((

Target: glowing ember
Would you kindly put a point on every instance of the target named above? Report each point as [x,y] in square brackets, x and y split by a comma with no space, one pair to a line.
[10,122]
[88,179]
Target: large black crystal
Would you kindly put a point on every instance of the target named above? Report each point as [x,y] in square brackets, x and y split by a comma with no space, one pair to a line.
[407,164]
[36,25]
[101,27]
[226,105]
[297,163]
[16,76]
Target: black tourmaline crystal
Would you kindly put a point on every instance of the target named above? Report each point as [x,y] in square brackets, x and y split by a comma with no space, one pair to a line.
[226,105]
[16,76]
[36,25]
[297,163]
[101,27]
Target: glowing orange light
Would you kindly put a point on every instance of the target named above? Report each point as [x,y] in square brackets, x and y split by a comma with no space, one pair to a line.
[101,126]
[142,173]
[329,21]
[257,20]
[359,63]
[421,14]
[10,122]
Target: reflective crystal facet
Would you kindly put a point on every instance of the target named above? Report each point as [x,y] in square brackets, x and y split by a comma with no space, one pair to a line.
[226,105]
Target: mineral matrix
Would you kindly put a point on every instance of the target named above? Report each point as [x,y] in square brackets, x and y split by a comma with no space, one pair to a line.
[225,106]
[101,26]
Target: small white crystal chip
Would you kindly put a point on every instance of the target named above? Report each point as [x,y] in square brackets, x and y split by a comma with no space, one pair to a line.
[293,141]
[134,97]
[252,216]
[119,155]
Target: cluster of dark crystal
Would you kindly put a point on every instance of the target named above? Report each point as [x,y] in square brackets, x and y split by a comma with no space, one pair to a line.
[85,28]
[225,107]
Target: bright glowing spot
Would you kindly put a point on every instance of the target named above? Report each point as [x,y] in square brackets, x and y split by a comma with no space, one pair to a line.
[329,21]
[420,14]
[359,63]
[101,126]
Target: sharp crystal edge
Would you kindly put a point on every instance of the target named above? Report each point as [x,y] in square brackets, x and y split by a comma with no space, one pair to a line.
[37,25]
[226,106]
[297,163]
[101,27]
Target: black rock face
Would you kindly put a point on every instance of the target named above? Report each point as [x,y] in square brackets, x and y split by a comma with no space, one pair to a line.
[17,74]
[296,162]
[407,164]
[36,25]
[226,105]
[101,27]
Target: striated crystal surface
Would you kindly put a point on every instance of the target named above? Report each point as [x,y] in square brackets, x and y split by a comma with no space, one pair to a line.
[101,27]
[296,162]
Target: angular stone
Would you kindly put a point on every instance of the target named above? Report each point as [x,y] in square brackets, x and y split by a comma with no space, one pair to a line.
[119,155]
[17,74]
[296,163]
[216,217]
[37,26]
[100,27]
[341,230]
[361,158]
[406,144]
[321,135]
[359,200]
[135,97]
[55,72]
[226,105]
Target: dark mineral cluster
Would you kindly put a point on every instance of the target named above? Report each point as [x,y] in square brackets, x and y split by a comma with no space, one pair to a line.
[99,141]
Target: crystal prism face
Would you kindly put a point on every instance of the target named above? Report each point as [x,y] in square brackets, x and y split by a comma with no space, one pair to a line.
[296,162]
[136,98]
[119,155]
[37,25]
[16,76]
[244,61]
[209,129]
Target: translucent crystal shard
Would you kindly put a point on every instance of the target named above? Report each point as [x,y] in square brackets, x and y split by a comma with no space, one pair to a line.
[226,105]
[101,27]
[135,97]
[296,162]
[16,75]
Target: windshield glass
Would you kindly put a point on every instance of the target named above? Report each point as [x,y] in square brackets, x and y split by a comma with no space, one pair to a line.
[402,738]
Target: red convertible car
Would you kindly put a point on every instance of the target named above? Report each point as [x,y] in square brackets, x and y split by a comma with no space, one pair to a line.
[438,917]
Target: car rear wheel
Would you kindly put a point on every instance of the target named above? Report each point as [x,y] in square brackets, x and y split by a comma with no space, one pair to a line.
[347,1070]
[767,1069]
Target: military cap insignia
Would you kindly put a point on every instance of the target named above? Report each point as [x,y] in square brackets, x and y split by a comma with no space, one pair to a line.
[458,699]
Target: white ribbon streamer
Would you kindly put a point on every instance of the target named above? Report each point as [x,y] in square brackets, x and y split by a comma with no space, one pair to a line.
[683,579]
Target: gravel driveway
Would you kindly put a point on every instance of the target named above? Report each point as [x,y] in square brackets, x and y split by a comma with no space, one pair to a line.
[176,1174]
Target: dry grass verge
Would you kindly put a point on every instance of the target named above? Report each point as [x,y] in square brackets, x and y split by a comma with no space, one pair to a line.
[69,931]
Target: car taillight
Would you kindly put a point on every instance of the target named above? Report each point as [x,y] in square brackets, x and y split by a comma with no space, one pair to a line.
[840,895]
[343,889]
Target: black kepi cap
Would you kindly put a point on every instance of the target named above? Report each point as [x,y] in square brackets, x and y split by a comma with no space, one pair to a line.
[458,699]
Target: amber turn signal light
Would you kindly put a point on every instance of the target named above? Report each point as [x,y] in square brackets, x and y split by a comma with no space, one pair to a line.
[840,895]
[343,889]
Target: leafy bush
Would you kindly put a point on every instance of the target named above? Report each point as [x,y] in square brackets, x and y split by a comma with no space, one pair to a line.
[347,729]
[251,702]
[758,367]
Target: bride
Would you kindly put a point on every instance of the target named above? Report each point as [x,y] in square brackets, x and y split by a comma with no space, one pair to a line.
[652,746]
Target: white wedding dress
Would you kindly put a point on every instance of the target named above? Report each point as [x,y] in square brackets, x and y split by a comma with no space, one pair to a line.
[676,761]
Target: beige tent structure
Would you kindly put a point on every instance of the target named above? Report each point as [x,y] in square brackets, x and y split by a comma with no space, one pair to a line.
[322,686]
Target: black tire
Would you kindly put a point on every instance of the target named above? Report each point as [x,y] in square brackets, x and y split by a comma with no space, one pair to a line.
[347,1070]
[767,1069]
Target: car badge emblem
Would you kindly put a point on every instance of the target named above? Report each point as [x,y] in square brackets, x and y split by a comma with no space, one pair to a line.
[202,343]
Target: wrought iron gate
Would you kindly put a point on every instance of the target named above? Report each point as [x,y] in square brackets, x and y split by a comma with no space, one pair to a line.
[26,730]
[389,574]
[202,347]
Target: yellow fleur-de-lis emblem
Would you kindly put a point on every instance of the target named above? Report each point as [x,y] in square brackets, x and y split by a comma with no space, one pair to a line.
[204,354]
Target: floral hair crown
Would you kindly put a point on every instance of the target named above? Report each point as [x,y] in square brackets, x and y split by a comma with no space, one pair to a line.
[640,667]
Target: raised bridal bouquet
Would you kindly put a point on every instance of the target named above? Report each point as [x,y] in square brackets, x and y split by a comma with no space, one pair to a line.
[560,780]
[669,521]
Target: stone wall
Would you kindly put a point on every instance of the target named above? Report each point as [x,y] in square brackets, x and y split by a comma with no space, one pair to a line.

))

▸ **Brief**
Return all of the material above exactly as it stands.

▸ **Reply to the task**
Target: glowing ember
Would you kindly put a point on every instance of the target named above? Report each point as [x,y] in square brackets, x and y split by a comma with no space, one pair to a line.
[10,122]
[88,179]
Target: large black crystal
Would you kindly put a point on every instance of the target named above? Report each point as [x,y] in square brackets, x and y split by a comma with no space, one pair to a line.
[407,164]
[36,25]
[101,27]
[226,105]
[297,163]
[16,76]
Target: black tourmaline crystal
Would you kindly put a point on every instance of the target named above? Report each point as [x,y] in square brackets, x and y split by a comma with no space, one pair to a line.
[226,105]
[16,76]
[36,25]
[297,163]
[101,27]
Target: glowing orange light
Would you kindly put a point on every instance of the target named above? Report each point as [x,y] in square brackets, x and y split by a comma with no space, one pair to a line.
[101,126]
[142,173]
[329,21]
[257,20]
[359,63]
[421,14]
[10,122]
Target: reflective crystal facet
Would you kindly put a point on every instance of the target named above? Report each point as [x,y] in square brackets, x and y split by a comma with no space, one pair to a line.
[226,105]
Target: mineral matrix
Would you kindly put a point on every instance of the target named above? Report each point as [x,y] in square brackets, x and y split by a comma with no space, one pair to a line.
[225,106]
[101,26]
Target: small white crystal chip
Would you kindly put a point on every instance of the target named above? Report each point as [x,y] in square brackets, x and y split by a comma with no space, one pair to a line.
[293,141]
[134,97]
[252,216]
[119,155]
Target: cluster of dark crystal
Would you kindly put a point on every instance of the target named above? Report each point as [x,y] in square brackets, x and y split by a comma with no space, one pair to a line.
[85,28]
[225,107]
Target: bright glowing spot
Would you kindly put a point on every instance of the target named above? Report each point as [x,y] in square brackets, x and y split by a comma with no space, one pair to a line.
[329,21]
[420,14]
[359,63]
[101,126]
Target: sharp crystal edge
Would you kindly put a point on every instance of the target named above? Report each point as [x,y] in square brackets, x and y split by a comma with no space, one pair to a line.
[37,25]
[226,106]
[297,163]
[101,27]
Target: black rock face
Would you kindly put a point on every instance of the target named above? Report each point as [x,y] in square brackets, x and y split by a comma with no space, one pair to a line.
[17,74]
[296,162]
[407,164]
[36,25]
[226,105]
[101,27]
Target: striated crystal surface
Would you kindly put a point on every instance of the target named above? Report each point as [x,y] in square brackets, x and y split by a comma with no space, one pair to a line.
[101,27]
[296,162]
Target: angular stone
Would you kindly put a point on every instance of the target named above? Report each point as [x,y] in square brackets, x and y split by a comma with no space, one pair to a line.
[119,155]
[17,74]
[296,163]
[216,217]
[37,26]
[100,27]
[341,230]
[361,158]
[406,144]
[321,135]
[359,200]
[135,97]
[55,72]
[226,105]
Target: dark mineral cluster
Would you kindly put a point on every instance of the target named above? Report each point as [x,y] in square brackets, x and y split by a comma with no space, one pair to a line.
[99,141]
Target: crystal prism face
Would you kindly put a point on every instance of the target named above? Report each point as [x,y] in square brackets, x and y split by a comma with no space, one pair to a line.
[296,162]
[136,98]
[119,155]
[37,25]
[16,76]
[244,61]
[209,129]
Target: translucent crystal shard
Would you kindly put a point on every instance of the target named above? Report each point as [x,y] in square brackets, x and y split by a comma with no space, one pair to a line.
[226,105]
[101,27]
[135,97]
[296,162]
[16,75]
Target: windshield glass
Would you kindly put a point on every instance of the target named above? Report each point as [x,y] in square brackets, x and y split by a comma with no space, one pair to a line.
[402,738]
Target: red convertible car
Would you kindly put a point on every instance of the target named above? Report each point as [x,y] in square brackets, x and y split by a comma with no space, one pair to a line.
[438,917]
Target: car rear wheel
Would you kindly put a point on every instance of the target named above? Report each point as [x,y] in square brackets, x and y split by a comma with no space, one pair to a line.
[347,1070]
[767,1069]
Target: military cap insignia
Would you kindly put a point on every instance of the target named above? Report each point as [x,y] in square brackets, x and y split by a comma with no space, one pair to a line.
[458,699]
Target: white ribbon streamer
Would you kindly put a point on every instance of the target named above? Report each point as [x,y] in square brackets, x and y split by a comma with no space, one pair to a line.
[683,579]
Target: gravel driveway
Would you kindly put a point on every instance of the target named above? Report each point as [x,y] in square brackets, x and y split by a comma with no space, one pair to a line.
[176,1174]
Target: dry grass verge
Would you kindly put a point on every instance of the target named above? Report each point as [x,y] in square brackets, x and y split by a comma with no space, one pair to a line.
[69,931]
Target: car taillight
Would you kindly put a point on every instance of the target named above? Report each point as [x,y] in square brackets, x and y split by a comma with no space, one pair to a line.
[840,895]
[343,889]
Target: black kepi cap
Would you kindly put a point on every instance of the target named above? Report each point as [x,y] in square brackets, x and y split by a comma with no space, one pair to a line.
[458,699]
Target: amber turn signal light
Would you kindly put a point on every instance of the target named above? Report each point as [x,y] in square brackets, x and y split by a comma with no space, one pair to a line.
[840,895]
[343,889]
Target: leafy bush
Would you kindly put a point on every instance of the target named above? Report each point as [x,y] in square brackets, x and y split by a comma with no space, one pair to a line.
[347,729]
[251,702]
[758,367]
Target: bride
Would you kindly put a point on every instance of the target named above? Report each point as [x,y] in square brackets, x and y split by a comma with no space, one pair to a line.
[652,746]
Target: white wedding dress
Would you kindly put a point on every instance of the target named above? Report each point as [x,y] in square brackets, x and y split by a comma with no space, one pair to a line.
[676,761]
Target: beige tent structure
Would you kindly put a point on every instance of the target named above? Report each point as [x,y] in square brackets, x and y split by a comma with no space, one pair to a line.
[322,686]
Target: black tire
Would you kindly put a point on every instance of the target named above? Report each point as [x,y] in square brackets, x and y split by a comma with no space, one pair to a line.
[347,1070]
[767,1069]
Target: car badge emblem
Would you kindly put a point on every instance of the target named above? Report each point as [x,y] in square brackets, x and y split by a comma with no space, one pair to a line.
[202,343]
Target: wrought iron gate
Would you kindly put a point on every instance of the target named above? Report each point as [x,y] in square brackets, x and y split by a comma with no space, one pair to a line.
[26,730]
[389,574]
[202,347]
Target: yellow fleur-de-lis emblem
Would you kindly put a point on every instance of the target named above? Report each point as [x,y] in square brackets, x and y split by a comma with no space, one pair to a line.
[204,354]
Target: floral hair crown
Would you kindly put a point on every instance of the target named above? Report each point as [x,y] in square brackets, x and y split by a comma with no space, one pair to a line.
[640,667]
Target: raised bridal bouquet
Would you kindly put a point on every instance of the target named above? Report each point as [x,y] in square brackets, x and y split by a comma with no space, one pair to a line.
[560,780]
[669,521]
Target: stone wall
Would you kindly put a point on every instance of the target named above? Report each point as [x,y] in square brackets, x and y split by a comma with no space, one pair to a line.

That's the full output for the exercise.